(Data records)
· · ·
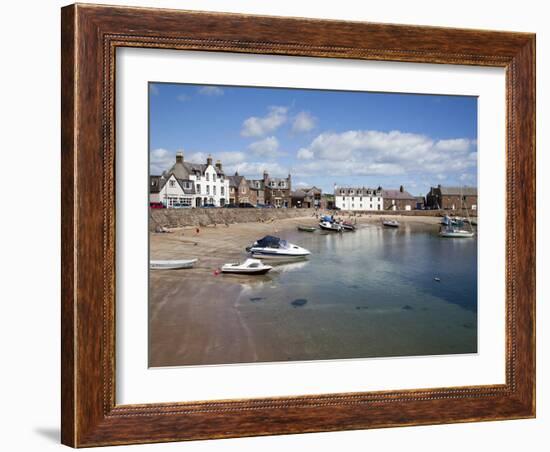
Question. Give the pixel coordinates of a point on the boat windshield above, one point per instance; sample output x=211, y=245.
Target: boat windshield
x=271, y=242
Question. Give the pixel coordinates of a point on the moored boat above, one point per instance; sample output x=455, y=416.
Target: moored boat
x=271, y=247
x=248, y=267
x=391, y=223
x=330, y=226
x=347, y=226
x=455, y=232
x=171, y=264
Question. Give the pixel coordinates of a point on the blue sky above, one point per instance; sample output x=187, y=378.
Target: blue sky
x=320, y=137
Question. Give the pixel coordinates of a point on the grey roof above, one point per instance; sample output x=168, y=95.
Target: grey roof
x=182, y=170
x=252, y=184
x=463, y=191
x=187, y=191
x=397, y=194
x=157, y=185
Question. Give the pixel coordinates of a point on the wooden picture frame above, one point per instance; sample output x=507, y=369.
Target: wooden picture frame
x=90, y=36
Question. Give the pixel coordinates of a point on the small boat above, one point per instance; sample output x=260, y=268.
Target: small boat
x=347, y=226
x=330, y=226
x=391, y=223
x=271, y=247
x=248, y=267
x=172, y=265
x=455, y=232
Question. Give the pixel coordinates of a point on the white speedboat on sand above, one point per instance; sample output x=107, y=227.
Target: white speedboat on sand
x=171, y=265
x=248, y=267
x=271, y=247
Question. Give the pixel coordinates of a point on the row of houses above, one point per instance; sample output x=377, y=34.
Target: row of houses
x=187, y=184
x=446, y=198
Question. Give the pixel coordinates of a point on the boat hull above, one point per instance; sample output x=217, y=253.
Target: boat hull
x=330, y=227
x=258, y=254
x=171, y=265
x=465, y=235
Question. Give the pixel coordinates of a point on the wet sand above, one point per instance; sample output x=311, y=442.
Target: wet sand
x=199, y=317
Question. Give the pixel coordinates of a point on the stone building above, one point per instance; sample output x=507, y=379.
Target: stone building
x=398, y=199
x=199, y=184
x=307, y=198
x=277, y=190
x=239, y=190
x=452, y=198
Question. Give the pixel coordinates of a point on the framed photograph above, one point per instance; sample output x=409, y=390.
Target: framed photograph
x=282, y=225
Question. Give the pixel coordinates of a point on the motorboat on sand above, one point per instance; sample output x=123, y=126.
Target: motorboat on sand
x=248, y=267
x=172, y=265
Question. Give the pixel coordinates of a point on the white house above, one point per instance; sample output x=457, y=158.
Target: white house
x=358, y=198
x=193, y=184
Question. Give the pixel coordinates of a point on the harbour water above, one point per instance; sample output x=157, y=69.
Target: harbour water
x=375, y=292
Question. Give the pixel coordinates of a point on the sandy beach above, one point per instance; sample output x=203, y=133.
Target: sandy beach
x=200, y=317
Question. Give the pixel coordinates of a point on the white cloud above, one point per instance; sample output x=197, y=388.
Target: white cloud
x=257, y=127
x=372, y=152
x=268, y=147
x=305, y=154
x=210, y=91
x=231, y=157
x=303, y=122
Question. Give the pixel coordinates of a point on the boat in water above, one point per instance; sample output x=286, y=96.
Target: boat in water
x=454, y=227
x=171, y=265
x=271, y=247
x=391, y=223
x=347, y=226
x=248, y=267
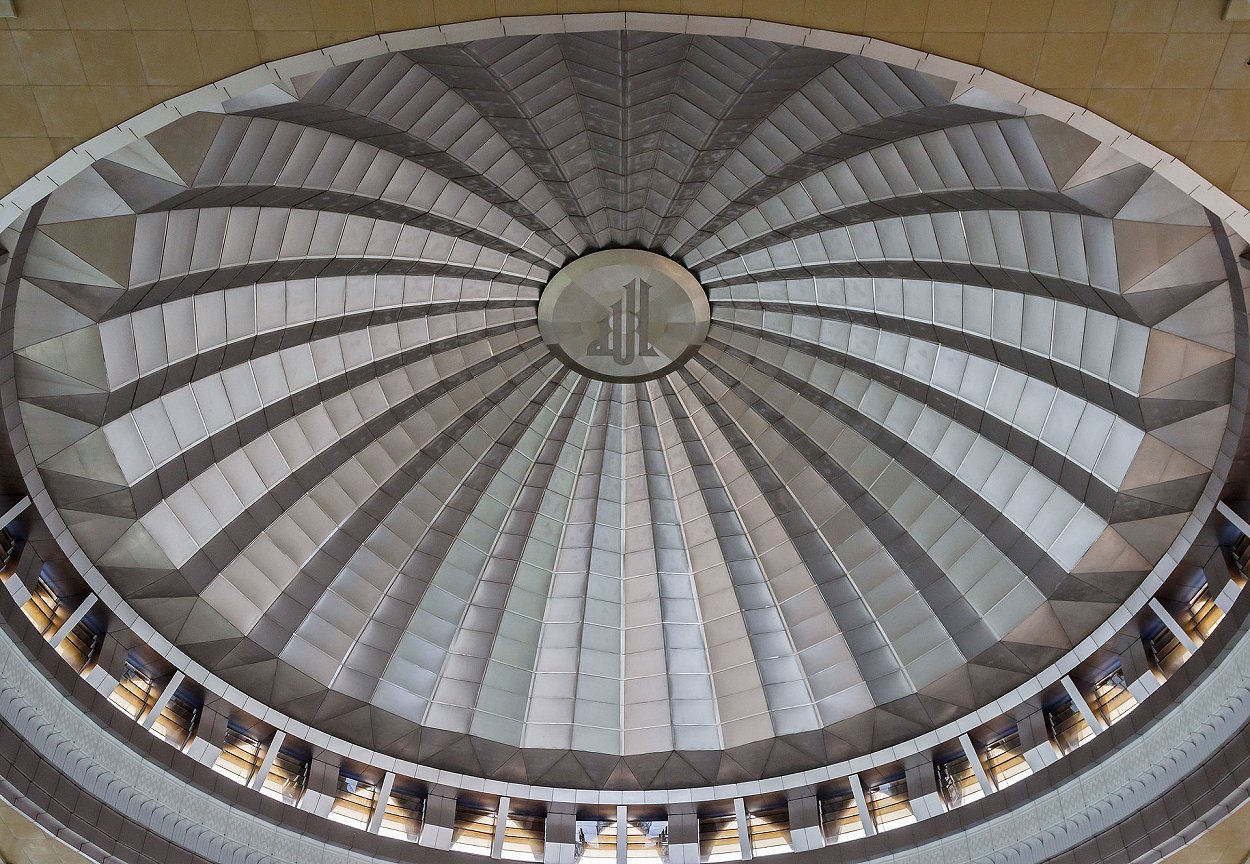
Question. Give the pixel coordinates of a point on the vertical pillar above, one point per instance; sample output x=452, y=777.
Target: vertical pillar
x=275, y=744
x=1083, y=704
x=1174, y=625
x=14, y=512
x=974, y=759
x=621, y=834
x=1035, y=742
x=440, y=818
x=496, y=840
x=163, y=699
x=323, y=785
x=110, y=663
x=26, y=570
x=1138, y=674
x=683, y=834
x=559, y=834
x=923, y=787
x=861, y=805
x=1224, y=578
x=744, y=829
x=73, y=620
x=375, y=818
x=210, y=732
x=806, y=830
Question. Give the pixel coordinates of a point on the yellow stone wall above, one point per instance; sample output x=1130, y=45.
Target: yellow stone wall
x=1169, y=70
· · ·
Pictures stay out; copy every entry above exactly.

SOLUTION
Question. Give the pixel coordinates of a point on the boat windshield above, one point per instance; sample output x=211, y=245.
Target: boat windshield
x=271, y=242
Question. Give the pixel coordinates of a point on the moored boat above, one point per instance; sample output x=455, y=416.
Target: moored boat
x=271, y=247
x=248, y=267
x=391, y=223
x=330, y=226
x=347, y=226
x=455, y=232
x=171, y=264
Question. Give the pixel coordinates of a point on the blue sky above, one point per instance; sample output x=187, y=378.
Target: blue sky
x=320, y=137
Question. Give the pixel coordinates of a point on the grey roof above, one point per instance; sample output x=168, y=95.
Target: grey roof
x=182, y=170
x=252, y=184
x=463, y=191
x=187, y=191
x=397, y=194
x=157, y=185
Question. Give the pixel coordinates of a point on the wooden picture frame above, one point per instance; sample output x=507, y=369.
Target: wooden picture frame
x=90, y=36
Question. Give the pixel coordinates of a point on the small boat above, one point per instance; sample output x=260, y=268.
Target: small boat
x=347, y=226
x=330, y=226
x=391, y=223
x=271, y=247
x=248, y=267
x=172, y=265
x=455, y=232
Question. Give the pixel coordinates of a point on the white speedboat on sand above, one point per instance; sample output x=107, y=227.
Target: white speedboat on sand
x=171, y=265
x=248, y=267
x=271, y=247
Question. Give the pixel coordinates of a point on the row of houses above, one point per instance; sample output x=377, y=34.
Target: row of houses
x=187, y=184
x=446, y=198
Question. Give the pixel coordinates of a point on the boat hull above, one point per instance; sample output x=217, y=253.
Target: boat hull
x=330, y=227
x=258, y=254
x=171, y=265
x=465, y=235
Question. Give the pixel coordinates of a point on the wet sand above, one point per instance; sample output x=311, y=442.
Target: wet sand
x=199, y=317
Question. Give the pixel coordinates of a point on the stone building above, one point per instance; sample output x=507, y=379.
Target: stone building
x=398, y=199
x=199, y=184
x=307, y=198
x=277, y=190
x=239, y=190
x=452, y=198
Question. Give the pixel coordinates of a point on the framed photograph above, one point per instance; sample output x=409, y=390.
Target: framed photograph
x=282, y=225
Question. Give the pixel coordinates of a point on the motorboat on sand above, one point per instance; sample output x=123, y=126.
Target: motorboat on sand
x=248, y=267
x=172, y=265
Question. Give the pixel coordinates of a point on the white house above, one point per instance; sample output x=457, y=158.
Target: white house
x=358, y=198
x=193, y=184
Question. Give the pixel coordinates of a point on the harbour water above, one point per instance; sample output x=157, y=69.
Target: harbour water
x=375, y=292
Question. Give the pixel coordinates of a point on the sandy beach above, one point per instance; sample output x=203, y=133.
Target: sandy beach
x=200, y=317
Question. Give the pixel coordinates of a point on the white cloud above, one point per instance; sample output x=197, y=388.
Target: white cloud
x=257, y=127
x=372, y=152
x=268, y=147
x=305, y=154
x=210, y=91
x=231, y=157
x=303, y=122
Question. Give the pixel coordinates of a point on the boat in water above, one point per instance; sample output x=286, y=96.
Target: boat in water
x=454, y=227
x=171, y=265
x=271, y=247
x=391, y=223
x=347, y=226
x=248, y=267
Question. Give the pixel coordinates of a point on the vertical pillar above, one point per instance; sample output x=452, y=777.
Target: vertical pillar
x=275, y=744
x=1083, y=704
x=1174, y=625
x=14, y=512
x=974, y=759
x=621, y=834
x=1035, y=742
x=440, y=818
x=496, y=840
x=163, y=699
x=323, y=785
x=110, y=663
x=26, y=570
x=1138, y=674
x=683, y=834
x=559, y=834
x=923, y=787
x=861, y=805
x=1224, y=578
x=744, y=829
x=73, y=620
x=375, y=818
x=210, y=732
x=806, y=830
Question. Give the pixel coordinates of a point on the yellow stone wall above, one point per instance; sample output x=1130, y=45.
Target: yellow stone wall
x=1169, y=70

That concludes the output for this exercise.